---------- Reading text ----------
Japan and South Korea yesterday grappled with surging COVID-19 cases and growing public frustration as Japan’s prime minister suspended a contentious travel subsidy program, while an anxious South Korean president warned of harsh curbs.
Japan reported more than 3,000 new cases on Saturday, yet another record as winter set in, with infections worsening in Tokyo, the northern island of Hokkaido and the city of Osaka.
However, Japan, with a focus on the economic costs, has steered clear of tough lockdowns. It tackled its first wave of infections in the spring by asking people to refrain from going out and for businesses to close or curtail operating hours.
Photo: AFP
The Japanese government has suspended the travel subsidy program, dubbed “Go To Travel,” from Dec. 28 to Jan. 11 nationwide, local media reported yesterday, responding to concerns about its effects on the spread of COVID-19.
Media had widely reported earlier that the suspension would cover only the hardest-hit cities and regions such as Tokyo, and Nagoya, in central Japan.
South Korean President Moon Jae-in also faces sliding ratings as clusters of new infections fuel criticism over what many see as slack containment.
South Korea reported a new daily record of 1,030 infections on Sunday, a big worry for a country for months held up as a mitigation success story, but still a fraction of the tallies being seen in some European countries and the US, where vaccines are being rolled out. It reported 718 new cases yesterday.
---------- The data ----------
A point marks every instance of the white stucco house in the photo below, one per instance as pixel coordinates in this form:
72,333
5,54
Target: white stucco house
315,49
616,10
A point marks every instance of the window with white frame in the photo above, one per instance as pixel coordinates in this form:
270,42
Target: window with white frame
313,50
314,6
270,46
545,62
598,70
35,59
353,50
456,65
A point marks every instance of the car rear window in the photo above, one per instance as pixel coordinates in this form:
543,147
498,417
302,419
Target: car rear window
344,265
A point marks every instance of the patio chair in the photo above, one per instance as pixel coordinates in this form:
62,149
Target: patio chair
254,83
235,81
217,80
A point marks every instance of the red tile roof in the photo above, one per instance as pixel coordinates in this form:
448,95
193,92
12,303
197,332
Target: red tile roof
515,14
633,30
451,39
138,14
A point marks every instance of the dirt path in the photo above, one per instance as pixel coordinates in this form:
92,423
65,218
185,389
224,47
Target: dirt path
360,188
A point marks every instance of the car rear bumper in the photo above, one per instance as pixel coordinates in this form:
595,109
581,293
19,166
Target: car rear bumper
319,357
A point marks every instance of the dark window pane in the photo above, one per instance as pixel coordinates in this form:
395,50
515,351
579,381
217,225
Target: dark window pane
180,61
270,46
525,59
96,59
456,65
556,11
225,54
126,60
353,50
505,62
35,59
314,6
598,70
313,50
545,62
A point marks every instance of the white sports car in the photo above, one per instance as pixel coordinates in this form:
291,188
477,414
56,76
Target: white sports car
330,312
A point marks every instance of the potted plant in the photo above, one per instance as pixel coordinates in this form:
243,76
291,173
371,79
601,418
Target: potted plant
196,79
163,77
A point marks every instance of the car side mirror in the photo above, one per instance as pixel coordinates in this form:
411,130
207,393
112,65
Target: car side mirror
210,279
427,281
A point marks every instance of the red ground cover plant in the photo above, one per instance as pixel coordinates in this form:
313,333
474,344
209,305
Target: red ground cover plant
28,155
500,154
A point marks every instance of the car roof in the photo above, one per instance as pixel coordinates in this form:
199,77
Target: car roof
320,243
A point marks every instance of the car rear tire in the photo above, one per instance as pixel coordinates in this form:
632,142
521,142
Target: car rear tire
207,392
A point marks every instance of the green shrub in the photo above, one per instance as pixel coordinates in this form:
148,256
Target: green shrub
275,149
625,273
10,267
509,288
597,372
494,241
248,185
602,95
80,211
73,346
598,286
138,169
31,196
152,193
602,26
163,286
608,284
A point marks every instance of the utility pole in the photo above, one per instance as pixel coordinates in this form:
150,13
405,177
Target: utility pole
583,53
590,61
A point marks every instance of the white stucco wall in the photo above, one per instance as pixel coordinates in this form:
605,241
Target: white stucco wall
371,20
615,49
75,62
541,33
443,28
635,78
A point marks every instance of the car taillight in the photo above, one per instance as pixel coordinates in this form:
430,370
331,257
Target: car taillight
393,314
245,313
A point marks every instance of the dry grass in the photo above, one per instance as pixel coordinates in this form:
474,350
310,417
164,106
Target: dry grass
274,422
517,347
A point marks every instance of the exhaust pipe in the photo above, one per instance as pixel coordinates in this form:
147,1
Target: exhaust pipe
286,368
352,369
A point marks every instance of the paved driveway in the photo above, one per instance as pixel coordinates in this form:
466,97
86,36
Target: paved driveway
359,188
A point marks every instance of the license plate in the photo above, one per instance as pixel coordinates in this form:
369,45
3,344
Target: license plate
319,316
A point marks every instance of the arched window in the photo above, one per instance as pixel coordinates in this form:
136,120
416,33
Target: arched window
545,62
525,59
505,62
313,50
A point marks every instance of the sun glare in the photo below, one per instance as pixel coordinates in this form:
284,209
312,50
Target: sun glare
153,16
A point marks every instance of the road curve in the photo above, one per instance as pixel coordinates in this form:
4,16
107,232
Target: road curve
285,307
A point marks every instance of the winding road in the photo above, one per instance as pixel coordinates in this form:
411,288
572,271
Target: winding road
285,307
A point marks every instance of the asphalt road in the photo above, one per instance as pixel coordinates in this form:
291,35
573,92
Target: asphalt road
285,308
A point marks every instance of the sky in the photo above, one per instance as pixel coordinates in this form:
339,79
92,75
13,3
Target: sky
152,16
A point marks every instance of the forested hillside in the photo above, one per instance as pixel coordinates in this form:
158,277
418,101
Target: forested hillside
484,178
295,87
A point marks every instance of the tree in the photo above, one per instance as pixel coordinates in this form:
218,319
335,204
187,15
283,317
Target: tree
----------
- **Questions to answer**
**A)** Name every place in Japan that the news report on COVID-19 in Japan and South Korea mentions.
**B)** According to the COVID-19 news report, for what dates has the "Go To Travel" program been suspended?
**C)** Carry on the news report on COVID-19 in Japan and South Korea from its last sentence.

- **Answers for each item**
**A)** Tokyo, Hokkaido, Osaka, Nagoya

**B)** From Dec. 28 to Jan. 11, nationwide.

**C)**
Few Asian countries expect to receive significant amounts of COVID-19 vaccines in coming weeks as they manage distribution schedules, allow time to check for any inoculation side effects elsewhere or run their own late-stage trials.
Instead, they are counting on the methods that have largely kept infections in check for months — ahead of the curve testing, stringent travel curbs, strict social distancing and masks.
China, for instance, where the novel coronavirus emerged almost a year ago, has managed to limit new cases with tough, sweeping action.
It locked down an area of more than 250,000 people after half a dozen cases were confirmed near the Russian border in Heilongjiang Province, the Associated Press reported yesterday.
South Korea has warned that coronavirus restrictions might be raised to the highest phase 3 level, which would essentially mean a lockdown for the first time in Asia’s fourth-largest economy.
In Seoul, schools would close from today, a step toward the imposition of phase 3.
In Japan, which is hoping to stage the postponed summer Olympics next year, testing has remained relatively low, peaking at about 50,000 in one day recently.
Testing in Tokyo, which has the capacity for more than 60,000, is now about 9,000 a day.
Meanwhile, South Korea has aggressively ramped up testing to about 89,000 people a day as of Sunday, compared with just more than 22,000 in early October.